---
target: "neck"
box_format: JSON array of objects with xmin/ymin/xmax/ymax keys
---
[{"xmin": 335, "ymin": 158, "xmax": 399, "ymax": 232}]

══════

Please convert the listing above into a two-column CSV headed input and output, with one row for each text and its answer. Put each value in a single quoted field and replace its line breaks with spaces.

input,output
"--- target: ""neck"" box_format: JSON array of objects with xmin/ymin/xmax/ymax keys ---","[{""xmin"": 335, ""ymin"": 158, ""xmax"": 399, ""ymax"": 232}]"